** What you should do **
Take the listing below and write it out again exactly, skipping any picture that it holds.

** Recorded information **
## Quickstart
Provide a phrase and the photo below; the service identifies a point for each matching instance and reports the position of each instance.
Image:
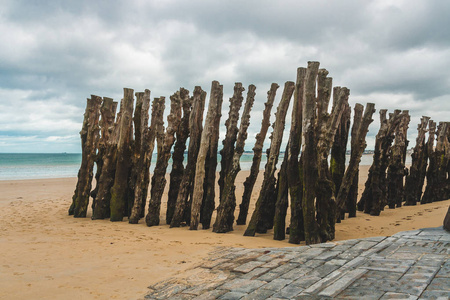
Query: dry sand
(46, 254)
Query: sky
(55, 54)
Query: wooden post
(352, 197)
(355, 157)
(147, 137)
(177, 172)
(282, 203)
(120, 187)
(309, 155)
(415, 178)
(396, 168)
(108, 114)
(328, 125)
(89, 141)
(263, 215)
(257, 154)
(225, 210)
(436, 174)
(136, 151)
(294, 165)
(182, 206)
(231, 125)
(159, 175)
(209, 184)
(339, 151)
(106, 180)
(374, 197)
(205, 144)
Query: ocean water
(14, 166)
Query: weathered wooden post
(106, 180)
(374, 198)
(309, 155)
(359, 132)
(89, 141)
(339, 151)
(108, 114)
(416, 176)
(159, 175)
(263, 215)
(327, 125)
(257, 154)
(282, 202)
(231, 125)
(120, 187)
(294, 165)
(352, 198)
(436, 174)
(177, 172)
(146, 149)
(215, 104)
(396, 168)
(182, 207)
(209, 184)
(225, 210)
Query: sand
(46, 254)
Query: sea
(18, 166)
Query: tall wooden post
(200, 172)
(396, 168)
(108, 115)
(225, 210)
(120, 187)
(263, 215)
(355, 157)
(147, 136)
(177, 172)
(209, 184)
(89, 141)
(415, 178)
(182, 207)
(294, 165)
(257, 154)
(159, 175)
(231, 125)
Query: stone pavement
(408, 265)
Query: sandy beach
(47, 254)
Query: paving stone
(296, 273)
(444, 271)
(324, 270)
(277, 284)
(269, 276)
(209, 295)
(354, 293)
(337, 262)
(285, 268)
(391, 295)
(364, 245)
(431, 294)
(327, 255)
(242, 285)
(247, 267)
(288, 292)
(255, 273)
(232, 296)
(441, 284)
(306, 281)
(343, 282)
(259, 294)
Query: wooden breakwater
(318, 193)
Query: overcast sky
(55, 54)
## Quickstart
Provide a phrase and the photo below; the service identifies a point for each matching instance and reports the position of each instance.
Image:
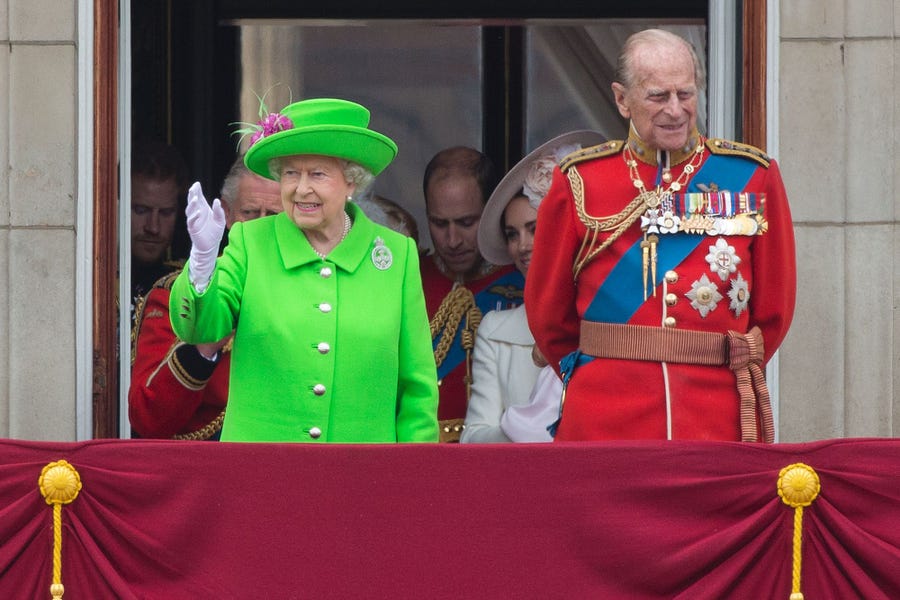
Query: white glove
(206, 225)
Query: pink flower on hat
(272, 123)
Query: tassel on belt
(742, 353)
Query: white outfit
(503, 374)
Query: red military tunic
(500, 288)
(705, 282)
(175, 392)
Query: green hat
(323, 126)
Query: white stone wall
(839, 148)
(38, 104)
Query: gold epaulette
(720, 146)
(590, 153)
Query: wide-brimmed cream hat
(536, 168)
(322, 126)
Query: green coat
(334, 350)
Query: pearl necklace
(347, 224)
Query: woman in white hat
(331, 342)
(512, 398)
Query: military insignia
(704, 296)
(669, 222)
(722, 259)
(739, 295)
(382, 257)
(649, 220)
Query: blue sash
(492, 297)
(622, 292)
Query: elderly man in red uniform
(178, 390)
(663, 276)
(459, 284)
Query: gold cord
(60, 484)
(459, 303)
(205, 432)
(798, 486)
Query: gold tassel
(59, 484)
(798, 486)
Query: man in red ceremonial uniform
(664, 270)
(178, 390)
(460, 286)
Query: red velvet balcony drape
(628, 520)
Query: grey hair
(353, 172)
(232, 181)
(625, 66)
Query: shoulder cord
(459, 303)
(618, 223)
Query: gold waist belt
(742, 352)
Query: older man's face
(454, 205)
(257, 197)
(662, 100)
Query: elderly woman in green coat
(331, 337)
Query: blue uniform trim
(622, 293)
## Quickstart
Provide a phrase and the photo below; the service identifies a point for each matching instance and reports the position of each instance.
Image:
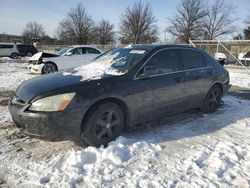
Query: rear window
(6, 46)
(193, 59)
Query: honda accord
(117, 90)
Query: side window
(92, 51)
(193, 59)
(166, 61)
(78, 51)
(6, 46)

** Output for this exercise **
## Quickstart
Provide a phrase and the photo below; the service identifies a point for each matching instance and reports the position of each instance.
Image:
Query: dry sand
(46, 254)
Query: sky
(55, 54)
Query: wooden post
(352, 197)
(355, 157)
(147, 137)
(177, 172)
(282, 203)
(120, 187)
(309, 155)
(415, 178)
(396, 168)
(108, 114)
(328, 125)
(89, 141)
(263, 215)
(257, 154)
(225, 210)
(436, 174)
(136, 151)
(294, 165)
(182, 206)
(231, 125)
(159, 175)
(209, 184)
(339, 151)
(106, 180)
(374, 197)
(205, 144)
Query: ocean water
(14, 166)
Query: weathered wooden post
(106, 180)
(374, 198)
(309, 155)
(359, 132)
(89, 141)
(339, 151)
(108, 114)
(416, 176)
(159, 175)
(263, 215)
(327, 125)
(257, 154)
(282, 202)
(231, 125)
(120, 187)
(294, 165)
(352, 198)
(436, 174)
(177, 172)
(146, 149)
(215, 104)
(396, 168)
(182, 207)
(209, 184)
(225, 210)
Query: sand
(46, 254)
Query: sea
(18, 166)
Query: tall wooden post
(200, 172)
(396, 168)
(108, 115)
(225, 210)
(120, 187)
(263, 215)
(355, 157)
(147, 136)
(177, 172)
(209, 184)
(89, 141)
(415, 178)
(182, 207)
(294, 165)
(257, 154)
(159, 175)
(231, 125)
Query: stone pavement
(408, 265)
Query: sandy beach
(47, 254)
Query: paving stone
(296, 273)
(444, 271)
(324, 270)
(277, 284)
(269, 276)
(209, 295)
(354, 293)
(337, 262)
(285, 268)
(391, 295)
(364, 245)
(431, 294)
(327, 255)
(242, 285)
(247, 267)
(288, 292)
(255, 273)
(232, 296)
(441, 284)
(306, 281)
(343, 282)
(259, 294)
Query: wooden breakwater
(318, 193)
Query: overcast sky
(55, 54)
## Quickstart
Provide a phrase and the photo below; the service identifies a point for each matching instance and reports the position of each instance.
Image:
Query: white glove
(206, 225)
Query: pink flower on hat
(272, 123)
Query: tassel on belt
(742, 353)
Query: white outfit
(503, 374)
Query: red military tunic
(500, 288)
(705, 282)
(175, 392)
Query: green hat
(323, 126)
Query: white stone wall
(839, 148)
(38, 104)
Query: gold epaulette
(720, 146)
(590, 153)
Query: wide-brimmed cream hat
(536, 168)
(322, 126)
Query: green coat
(334, 350)
Query: pearl necklace
(347, 224)
Query: woman in white hat
(331, 342)
(512, 398)
Query: military insignia
(704, 296)
(669, 222)
(722, 259)
(739, 295)
(382, 257)
(649, 220)
Query: blue sash
(492, 297)
(622, 292)
Query: elderly man in red uniform
(178, 390)
(663, 276)
(459, 284)
Query: gold cord
(60, 484)
(459, 303)
(205, 432)
(798, 486)
Query: gold tassel
(59, 484)
(798, 486)
Query: man in red ceremonial uniform
(664, 270)
(178, 390)
(460, 286)
Query: red velvet balcony drape
(628, 520)
Query: grey hair
(353, 172)
(232, 181)
(625, 66)
Query: shoulder cord
(459, 303)
(618, 223)
Query: gold waist belt
(742, 352)
Query: older man's face
(454, 205)
(257, 197)
(662, 100)
Query: elderly woman in green coat
(331, 337)
Query: blue uniform trim
(622, 293)
## Quickstart
Provide a phrase and the photo below; the service identifies a point for each matching instance and reports the position of each instance.
Image:
Query: rear window
(6, 46)
(193, 59)
Query: honda accord
(117, 90)
Query: side window
(92, 51)
(193, 59)
(166, 61)
(78, 51)
(6, 46)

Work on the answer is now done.